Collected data
* * * * *

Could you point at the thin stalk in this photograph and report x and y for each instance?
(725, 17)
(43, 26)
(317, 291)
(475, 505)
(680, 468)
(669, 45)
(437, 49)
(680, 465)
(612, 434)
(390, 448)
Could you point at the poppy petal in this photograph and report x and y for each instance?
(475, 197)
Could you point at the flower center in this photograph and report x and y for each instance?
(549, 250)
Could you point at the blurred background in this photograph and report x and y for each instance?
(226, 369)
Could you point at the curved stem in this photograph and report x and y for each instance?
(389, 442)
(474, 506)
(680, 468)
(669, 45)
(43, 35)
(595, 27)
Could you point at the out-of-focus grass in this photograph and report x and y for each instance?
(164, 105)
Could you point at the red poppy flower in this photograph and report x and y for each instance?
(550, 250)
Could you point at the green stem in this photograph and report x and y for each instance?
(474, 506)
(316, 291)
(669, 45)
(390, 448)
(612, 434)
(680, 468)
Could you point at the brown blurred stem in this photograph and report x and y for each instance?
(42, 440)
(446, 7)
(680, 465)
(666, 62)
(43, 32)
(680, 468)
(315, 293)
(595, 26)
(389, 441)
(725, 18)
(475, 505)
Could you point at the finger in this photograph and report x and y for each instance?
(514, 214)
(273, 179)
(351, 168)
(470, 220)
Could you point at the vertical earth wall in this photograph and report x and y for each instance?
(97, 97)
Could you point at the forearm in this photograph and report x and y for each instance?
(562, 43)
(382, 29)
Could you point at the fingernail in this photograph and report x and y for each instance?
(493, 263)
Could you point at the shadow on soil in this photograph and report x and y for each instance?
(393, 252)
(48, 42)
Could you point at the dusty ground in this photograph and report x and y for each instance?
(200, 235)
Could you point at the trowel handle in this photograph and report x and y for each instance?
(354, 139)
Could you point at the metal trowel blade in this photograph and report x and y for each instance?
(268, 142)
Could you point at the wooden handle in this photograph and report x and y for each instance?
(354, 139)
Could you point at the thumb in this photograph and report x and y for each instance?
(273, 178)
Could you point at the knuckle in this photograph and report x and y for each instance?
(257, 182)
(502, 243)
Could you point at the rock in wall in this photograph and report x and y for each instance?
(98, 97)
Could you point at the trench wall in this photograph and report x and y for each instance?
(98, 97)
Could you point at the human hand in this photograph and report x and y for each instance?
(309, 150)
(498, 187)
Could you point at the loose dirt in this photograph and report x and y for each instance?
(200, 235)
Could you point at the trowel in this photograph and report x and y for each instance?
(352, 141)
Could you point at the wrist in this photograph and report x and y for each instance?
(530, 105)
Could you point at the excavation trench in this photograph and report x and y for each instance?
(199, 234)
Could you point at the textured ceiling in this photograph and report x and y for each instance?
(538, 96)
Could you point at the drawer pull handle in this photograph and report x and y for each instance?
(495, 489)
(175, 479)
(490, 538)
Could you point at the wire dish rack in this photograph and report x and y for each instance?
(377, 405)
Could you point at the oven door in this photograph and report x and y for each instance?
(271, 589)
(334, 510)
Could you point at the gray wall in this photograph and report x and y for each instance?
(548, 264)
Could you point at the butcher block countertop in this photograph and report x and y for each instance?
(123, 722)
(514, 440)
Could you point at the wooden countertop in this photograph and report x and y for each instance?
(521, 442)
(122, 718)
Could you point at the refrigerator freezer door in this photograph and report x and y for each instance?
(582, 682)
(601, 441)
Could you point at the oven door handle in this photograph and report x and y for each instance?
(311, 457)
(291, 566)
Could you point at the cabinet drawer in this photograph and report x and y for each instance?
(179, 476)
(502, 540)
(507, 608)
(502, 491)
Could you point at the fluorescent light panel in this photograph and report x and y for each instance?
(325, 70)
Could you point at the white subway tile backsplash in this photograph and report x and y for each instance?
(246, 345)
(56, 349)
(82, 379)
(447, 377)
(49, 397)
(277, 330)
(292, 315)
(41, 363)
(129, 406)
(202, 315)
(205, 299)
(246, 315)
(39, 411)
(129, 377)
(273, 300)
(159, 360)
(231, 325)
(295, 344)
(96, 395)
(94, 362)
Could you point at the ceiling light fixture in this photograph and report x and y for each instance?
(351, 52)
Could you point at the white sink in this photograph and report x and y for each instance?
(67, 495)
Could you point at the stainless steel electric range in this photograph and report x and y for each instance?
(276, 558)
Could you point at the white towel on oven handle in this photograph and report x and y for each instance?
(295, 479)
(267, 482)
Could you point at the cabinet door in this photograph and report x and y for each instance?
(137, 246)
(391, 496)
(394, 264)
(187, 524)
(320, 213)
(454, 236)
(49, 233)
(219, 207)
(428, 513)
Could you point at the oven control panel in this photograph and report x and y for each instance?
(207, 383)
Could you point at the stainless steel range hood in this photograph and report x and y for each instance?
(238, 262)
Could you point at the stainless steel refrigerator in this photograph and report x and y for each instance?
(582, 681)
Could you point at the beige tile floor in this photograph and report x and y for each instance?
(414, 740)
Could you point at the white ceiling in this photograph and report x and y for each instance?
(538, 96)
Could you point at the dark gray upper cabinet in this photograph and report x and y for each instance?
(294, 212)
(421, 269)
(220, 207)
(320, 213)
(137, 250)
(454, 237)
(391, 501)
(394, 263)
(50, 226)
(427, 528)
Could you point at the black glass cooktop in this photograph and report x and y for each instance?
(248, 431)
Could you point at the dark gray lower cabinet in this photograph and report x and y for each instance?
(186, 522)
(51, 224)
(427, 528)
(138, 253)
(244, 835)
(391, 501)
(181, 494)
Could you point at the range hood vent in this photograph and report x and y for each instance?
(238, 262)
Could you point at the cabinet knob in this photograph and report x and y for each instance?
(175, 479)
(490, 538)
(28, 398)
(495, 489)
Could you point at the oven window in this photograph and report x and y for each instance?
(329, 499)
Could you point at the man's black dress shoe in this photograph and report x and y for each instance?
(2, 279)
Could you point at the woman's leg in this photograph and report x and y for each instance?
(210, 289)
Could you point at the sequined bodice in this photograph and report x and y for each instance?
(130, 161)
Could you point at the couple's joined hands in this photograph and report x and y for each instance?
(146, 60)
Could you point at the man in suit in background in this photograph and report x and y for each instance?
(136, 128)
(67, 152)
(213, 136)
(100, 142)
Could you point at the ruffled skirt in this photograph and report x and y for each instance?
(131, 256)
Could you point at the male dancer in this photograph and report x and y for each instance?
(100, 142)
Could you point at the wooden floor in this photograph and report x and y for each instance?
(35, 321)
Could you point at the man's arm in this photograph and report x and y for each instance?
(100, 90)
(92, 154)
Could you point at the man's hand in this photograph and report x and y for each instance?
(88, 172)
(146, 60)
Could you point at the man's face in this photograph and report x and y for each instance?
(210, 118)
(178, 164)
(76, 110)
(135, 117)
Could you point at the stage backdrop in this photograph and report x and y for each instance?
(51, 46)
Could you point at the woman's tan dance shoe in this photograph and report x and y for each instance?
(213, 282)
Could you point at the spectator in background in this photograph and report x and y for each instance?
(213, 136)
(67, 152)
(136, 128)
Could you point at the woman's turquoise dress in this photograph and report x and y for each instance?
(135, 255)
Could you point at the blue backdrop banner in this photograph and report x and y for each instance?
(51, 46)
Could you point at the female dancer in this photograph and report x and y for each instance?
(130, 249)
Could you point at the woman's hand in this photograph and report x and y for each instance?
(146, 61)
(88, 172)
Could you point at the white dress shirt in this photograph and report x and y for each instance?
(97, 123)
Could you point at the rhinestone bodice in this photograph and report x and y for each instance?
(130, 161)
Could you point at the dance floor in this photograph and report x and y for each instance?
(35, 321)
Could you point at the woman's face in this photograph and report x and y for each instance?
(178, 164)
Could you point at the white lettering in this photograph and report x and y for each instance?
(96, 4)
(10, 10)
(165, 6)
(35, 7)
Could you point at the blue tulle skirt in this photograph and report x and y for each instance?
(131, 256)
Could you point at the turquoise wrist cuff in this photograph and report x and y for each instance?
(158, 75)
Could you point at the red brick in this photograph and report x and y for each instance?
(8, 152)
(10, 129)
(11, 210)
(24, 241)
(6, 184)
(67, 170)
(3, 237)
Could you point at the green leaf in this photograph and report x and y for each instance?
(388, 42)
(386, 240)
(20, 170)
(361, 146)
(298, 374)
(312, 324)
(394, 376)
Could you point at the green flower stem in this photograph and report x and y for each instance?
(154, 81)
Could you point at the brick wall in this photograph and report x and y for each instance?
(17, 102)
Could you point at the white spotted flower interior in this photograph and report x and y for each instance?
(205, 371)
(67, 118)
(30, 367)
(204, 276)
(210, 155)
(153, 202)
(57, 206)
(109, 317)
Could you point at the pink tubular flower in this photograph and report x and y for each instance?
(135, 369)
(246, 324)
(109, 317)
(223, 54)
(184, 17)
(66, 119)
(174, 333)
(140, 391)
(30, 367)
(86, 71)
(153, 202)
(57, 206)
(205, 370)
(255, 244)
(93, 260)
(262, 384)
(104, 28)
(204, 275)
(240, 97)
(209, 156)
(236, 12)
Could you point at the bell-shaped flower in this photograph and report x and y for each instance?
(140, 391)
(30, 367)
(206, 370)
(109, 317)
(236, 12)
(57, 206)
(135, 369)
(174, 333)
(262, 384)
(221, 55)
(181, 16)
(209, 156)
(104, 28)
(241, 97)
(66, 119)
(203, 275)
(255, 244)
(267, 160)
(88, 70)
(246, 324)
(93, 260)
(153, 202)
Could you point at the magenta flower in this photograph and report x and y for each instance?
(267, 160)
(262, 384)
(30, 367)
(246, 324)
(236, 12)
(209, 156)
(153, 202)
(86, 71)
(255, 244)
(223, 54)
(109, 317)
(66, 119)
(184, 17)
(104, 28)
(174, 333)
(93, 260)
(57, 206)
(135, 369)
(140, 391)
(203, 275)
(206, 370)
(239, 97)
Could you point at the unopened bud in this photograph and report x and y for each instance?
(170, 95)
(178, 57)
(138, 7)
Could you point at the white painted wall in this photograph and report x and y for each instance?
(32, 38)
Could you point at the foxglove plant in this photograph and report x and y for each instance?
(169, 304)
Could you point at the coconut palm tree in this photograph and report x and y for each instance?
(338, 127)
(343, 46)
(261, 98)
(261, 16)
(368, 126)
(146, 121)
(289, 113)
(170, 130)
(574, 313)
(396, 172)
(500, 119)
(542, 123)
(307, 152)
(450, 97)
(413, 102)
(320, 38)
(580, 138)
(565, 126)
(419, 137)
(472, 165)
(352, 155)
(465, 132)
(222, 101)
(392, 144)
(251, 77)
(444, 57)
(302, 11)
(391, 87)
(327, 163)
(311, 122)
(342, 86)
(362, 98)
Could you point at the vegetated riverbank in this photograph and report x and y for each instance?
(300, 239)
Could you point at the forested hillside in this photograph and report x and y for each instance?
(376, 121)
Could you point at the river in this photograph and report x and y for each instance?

* * * * *

WHAT TO DO: Give again only the lines of the material above that run from the one with "Could you point at the pink" through the end, both included, exactly as they appear.

ANSWER TO THE PROBLEM:
Could you point at the pink tubular flower in this photograph and report x and y for each instance?
(135, 369)
(246, 324)
(109, 317)
(223, 54)
(184, 17)
(66, 119)
(174, 333)
(140, 391)
(30, 367)
(86, 71)
(153, 202)
(57, 206)
(205, 370)
(255, 244)
(93, 260)
(262, 384)
(104, 28)
(204, 275)
(240, 97)
(209, 156)
(236, 12)
Could you point at the bell-shaped flower in this photograph and report x and y for each instance?
(140, 391)
(30, 367)
(206, 370)
(109, 317)
(236, 12)
(57, 206)
(135, 369)
(174, 333)
(262, 384)
(221, 55)
(181, 16)
(209, 156)
(104, 28)
(241, 97)
(66, 119)
(203, 275)
(255, 244)
(267, 160)
(88, 70)
(246, 324)
(93, 260)
(153, 202)
Could you point at the magenta flower in this photograph and report x and y for each instance?
(267, 160)
(262, 384)
(30, 367)
(246, 324)
(236, 12)
(209, 156)
(153, 202)
(86, 71)
(255, 244)
(223, 54)
(109, 317)
(66, 119)
(184, 17)
(104, 28)
(174, 333)
(93, 260)
(57, 206)
(135, 369)
(140, 391)
(203, 275)
(206, 370)
(239, 97)
Could you point at the unopened bud in this photograph and report x and y for each instance?
(170, 95)
(178, 57)
(138, 7)
Could you point at the white painted wall in this photograph and report x and y for each instance?
(32, 38)
Could you point at the foxglove plant in this photograph and report x and y for each instance?
(169, 304)
Could you point at the coconut palm tree in this photograph and report x and y for each instance?
(338, 127)
(343, 46)
(261, 98)
(261, 16)
(368, 126)
(146, 121)
(289, 113)
(170, 130)
(574, 313)
(396, 172)
(500, 119)
(542, 123)
(307, 152)
(450, 97)
(413, 102)
(320, 38)
(580, 138)
(565, 126)
(419, 137)
(472, 165)
(352, 155)
(465, 132)
(222, 101)
(392, 144)
(251, 77)
(444, 57)
(302, 11)
(391, 87)
(327, 163)
(311, 122)
(342, 86)
(362, 98)
Could you point at the vegetated riverbank in this photograph and report x and y for each instance?
(300, 239)
Could you point at the forested hillside in this photograph and report x and y for each instance?
(376, 121)
Could you point at the river in this photograph and report x and y for each instance?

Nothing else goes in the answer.